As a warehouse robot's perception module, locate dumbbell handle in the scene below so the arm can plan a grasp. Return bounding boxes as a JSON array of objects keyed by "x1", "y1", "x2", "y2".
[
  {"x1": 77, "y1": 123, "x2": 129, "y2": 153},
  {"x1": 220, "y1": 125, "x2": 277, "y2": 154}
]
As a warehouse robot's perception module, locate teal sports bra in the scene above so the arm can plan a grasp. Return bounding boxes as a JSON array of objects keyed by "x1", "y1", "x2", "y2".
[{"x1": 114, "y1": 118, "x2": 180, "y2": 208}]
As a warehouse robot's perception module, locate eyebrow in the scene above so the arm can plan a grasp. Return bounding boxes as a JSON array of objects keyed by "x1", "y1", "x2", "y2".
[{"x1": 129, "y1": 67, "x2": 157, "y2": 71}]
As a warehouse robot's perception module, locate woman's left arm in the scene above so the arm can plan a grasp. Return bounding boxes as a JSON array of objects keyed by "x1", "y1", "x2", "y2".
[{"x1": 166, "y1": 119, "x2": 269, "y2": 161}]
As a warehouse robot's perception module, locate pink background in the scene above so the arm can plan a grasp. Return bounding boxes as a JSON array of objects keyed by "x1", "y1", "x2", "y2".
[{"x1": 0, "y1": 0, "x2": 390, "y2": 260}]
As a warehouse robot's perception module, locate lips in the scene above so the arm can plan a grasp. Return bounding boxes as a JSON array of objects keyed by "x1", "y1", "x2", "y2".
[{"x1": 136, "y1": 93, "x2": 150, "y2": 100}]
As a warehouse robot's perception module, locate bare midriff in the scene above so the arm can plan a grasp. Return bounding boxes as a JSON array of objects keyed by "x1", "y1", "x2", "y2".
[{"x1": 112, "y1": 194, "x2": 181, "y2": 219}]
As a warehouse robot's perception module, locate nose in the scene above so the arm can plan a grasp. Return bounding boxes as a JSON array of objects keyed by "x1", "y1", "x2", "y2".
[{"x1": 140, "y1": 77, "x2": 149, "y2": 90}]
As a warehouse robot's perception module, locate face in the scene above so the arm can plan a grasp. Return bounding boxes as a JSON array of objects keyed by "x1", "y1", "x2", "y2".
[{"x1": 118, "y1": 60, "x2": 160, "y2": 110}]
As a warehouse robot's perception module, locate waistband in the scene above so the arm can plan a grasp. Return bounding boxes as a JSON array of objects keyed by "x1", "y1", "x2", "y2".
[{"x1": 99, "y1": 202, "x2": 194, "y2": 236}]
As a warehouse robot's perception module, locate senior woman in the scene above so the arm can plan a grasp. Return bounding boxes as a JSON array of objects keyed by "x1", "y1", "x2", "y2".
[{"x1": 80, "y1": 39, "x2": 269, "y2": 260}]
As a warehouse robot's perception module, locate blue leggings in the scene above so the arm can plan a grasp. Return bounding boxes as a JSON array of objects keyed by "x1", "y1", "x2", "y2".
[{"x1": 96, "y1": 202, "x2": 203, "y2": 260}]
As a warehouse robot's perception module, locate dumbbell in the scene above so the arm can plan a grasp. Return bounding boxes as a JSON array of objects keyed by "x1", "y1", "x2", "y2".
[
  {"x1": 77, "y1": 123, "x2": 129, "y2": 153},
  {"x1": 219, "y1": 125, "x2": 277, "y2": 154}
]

----------------------------------------

DIRECTIONS FOR THIS TASK ▸
Render the data above as a JSON list of strings, one string per line, with blank lines omitted.

SOLUTION TO THIS TASK ▸
[
  "As a warehouse robot's perception module, locate dumbbell handle in the scene below so the arm can plan a grasp. Return bounding boxes as a JSON array of objects keyed by \"x1\", \"y1\", \"x2\", \"y2\".",
  "[",
  "  {\"x1\": 77, \"y1\": 123, \"x2\": 129, \"y2\": 153},",
  "  {\"x1\": 220, \"y1\": 125, \"x2\": 277, \"y2\": 154}",
  "]",
  "As a warehouse robot's perception module, locate teal sports bra in the scene above so the arm can plan a grasp. Return bounding boxes as a JSON array of objects keyed by \"x1\", \"y1\", \"x2\", \"y2\".",
  "[{\"x1\": 114, \"y1\": 118, \"x2\": 180, \"y2\": 208}]",
  "As a warehouse robot's perception module, locate eyebrow in the scene above so the arm can plan a grasp. Return bounding boxes as a JSON array of objects keyed by \"x1\", \"y1\", \"x2\", \"y2\".",
  "[{\"x1\": 129, \"y1\": 67, \"x2\": 157, \"y2\": 71}]",
  "As a warehouse robot's perception module, locate woman's left arm in the scene above so the arm can plan a grasp. Return bounding boxes as a JSON array of objects keyed by \"x1\", \"y1\", \"x2\", \"y2\".",
  "[{\"x1\": 166, \"y1\": 119, \"x2\": 269, \"y2\": 161}]",
  "As a warehouse robot's perception module, locate pink background in the scene above so the arm can plan a grasp. Return bounding boxes as a JSON array of objects keyed by \"x1\", \"y1\", \"x2\", \"y2\".",
  "[{\"x1\": 0, \"y1\": 0, \"x2\": 390, \"y2\": 260}]",
  "As a warehouse robot's perception module, locate lips in the scene above so the arm can plan a grasp. Return bounding boxes as a JSON array of objects keyed by \"x1\", \"y1\", \"x2\", \"y2\".",
  "[{\"x1\": 136, \"y1\": 93, \"x2\": 150, \"y2\": 100}]",
  "As a warehouse robot's perception module, locate bare midriff in the scene above so the arm can plan a grasp. Return bounding boxes as a JSON array of objects keyed by \"x1\", \"y1\", \"x2\", \"y2\".",
  "[{\"x1\": 112, \"y1\": 194, \"x2\": 181, \"y2\": 219}]",
  "As a warehouse robot's perception module, locate nose in the scene above so the arm can plan a grasp. Return bounding boxes as a JSON array of objects keyed by \"x1\", \"y1\", \"x2\", \"y2\".",
  "[{\"x1\": 140, \"y1\": 77, \"x2\": 149, \"y2\": 90}]",
  "As a warehouse robot's perception module, locate face in the scene above so the arm can plan a grasp. Return bounding boxes as a JSON array of objects keyed by \"x1\", \"y1\", \"x2\", \"y2\".",
  "[{\"x1\": 118, \"y1\": 60, \"x2\": 160, \"y2\": 110}]",
  "As a warehouse robot's perception module, locate waistband in the scene above so the arm can plan a grasp. Return bounding boxes as a JSON array of objects keyed by \"x1\", \"y1\", \"x2\", \"y2\".",
  "[{\"x1\": 99, \"y1\": 202, \"x2\": 194, \"y2\": 236}]",
  "As a warehouse robot's perception module, locate senior woman in the scene above so the arm can plan a grasp. Return bounding boxes as a JSON array of objects keyed by \"x1\", \"y1\", \"x2\", \"y2\".",
  "[{\"x1\": 80, \"y1\": 39, \"x2\": 269, \"y2\": 260}]",
  "As a warehouse robot's perception module, locate blue leggings in the scene above so the arm can plan a grasp. Return bounding boxes as a JSON array of objects keyed by \"x1\", \"y1\", \"x2\", \"y2\".",
  "[{\"x1\": 96, \"y1\": 202, \"x2\": 203, \"y2\": 260}]",
  "As a warehouse robot's perception module, locate dumbbell in the scene above so the arm can plan a grasp. Return bounding boxes as a JSON array of objects keyed by \"x1\", \"y1\", \"x2\", \"y2\".",
  "[",
  "  {\"x1\": 77, \"y1\": 123, \"x2\": 129, \"y2\": 153},",
  "  {\"x1\": 219, \"y1\": 125, \"x2\": 277, \"y2\": 154}",
  "]"
]